▸ GIVEN PASSAGE:
In which our regular writers toss around
subjects a little more volatile than usual.
“I took my girlfriend to see it. She
knew nothing about Wonder Woman. In the opening training scene she leaned over
and whispered, ‘Those are all women?’ After the movie, she had to take a moment
in the car. She said, ‘So that’s what representation feels like. I had no idea
that kind of role model was missing from my life.’ Then we cried. Thank you,
Wonder Woman.”
Tom: Anything about that sweet story make you
the slightest bit suspicious it isn’t 100% non-fiction, IC? (Hint: the
claim, “Then we cried” is strongly suggestive.)
Immanuel Can: This is a guy we’re
talking about, right? I just want to check, because it’s by no means apparent
to me.
Pop Culture Fem-tropes
Tom: Assuming it’s a
true story, I almost positive she dumped him the next day. If not, she
should have.
IC: On the Wonder
Woman thing, the idea that every woman is potentially a kick-butt Amazon has
some currency in modern fiction, that’s for sure. Xena: Warrior Princess, Charlie’s
Angels, The Bionic Woman … how
far back can we go and find this pop culture trope?
Tom: Oh, it’s been
around for a long time. The difference, I think, with Farrah Fawcett and
Lindsay Wagner in the seventies was that nobody thought for a second that a
woman trading punches with a man on a TV show reflected reality in any way,
shape or form. They enjoyed those stories and characters without feeling that
what they were watching had very much to do with their own identities. I never
heard girls talk about how Jill Munroe or Jaime Sommers “represented” them.
They just wished they had hair that looked that good.
The Grrl Power Narrative
IC: That’s a
difference I detect. I think a lot of today’s girls and women have stopped
knowing how far from reality all that nonsense is, and have started imagining
there’s something to it. It’s been a slow process, because the obvious facts
are so clearly against it; but propaganda works slowly. Anyway, I’m amazed at
the number of young women around today who genuinely seem to imagine that they
can do anything and remain in control of their own safety and situation.
The theory seems to go, “We ought to have a right to do anything we
want, and we want to be powerful, therefore we are.”
Tom: The reality, as
we know, is much scarier. What do they teach women in self-defense classes?
They teach them to run at the first opportunity. Why? Because on average men
have 26 lbs. more skeletal muscle mass than women, 40% greater upper body strength and 33% greater lower body strength. Again, on average, men are faster and have
considerably greater endurance. In 2015, it was estimated that 85% of women
could not complete the U.S. army’s basic training without compromising the
current standard of fitness required.
These
facts are not in dispute. In the real world, at least so far as physical
differences between the sexes are concerned, the “grrl power” narrative is a
total bust.
Empowerment for Sale
So
why is the media pushing it so hard, IC?

▸ GOALS:
**A)** List the television shows that IC names as examples of the pop culture trope in the dialogue.
**B)** Based on the dialogue, state whether each statement agrees with it, answering yes or no and quoting the words that decide it.
(i) On average, men have 40% greater upper body strength than women.
(ii) Tom heard girls in the seventies talk about how Jill Munroe represented them.
(iii) In 2015, an estimated 85% of women could not complete the U.S. army's basic training without compromising the current fitness standard.
**C)** According to Tom in the dialogue, what do self-defense classes teach women?

▸ DATA SECTION:
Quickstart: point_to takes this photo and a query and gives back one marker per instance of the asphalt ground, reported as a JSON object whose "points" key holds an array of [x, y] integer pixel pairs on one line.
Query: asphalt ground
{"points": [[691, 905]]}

▸ RESPONSES TO THE EXERCISE:
**A)** Xena: Warrior Princess, Charlie's Angels, The Bionic Woman

**B)**
(i) Yes: "40% greater upper body strength"
(ii) No: "I never heard girls talk about how Jill Munroe or Jaime Sommers “represented” them."
(iii) Yes: "In 2015, it was estimated that 85% of women could not complete the U.S. army’s basic training without compromising the current standard of fitness required."

**C)** They teach women to run at the first opportunity.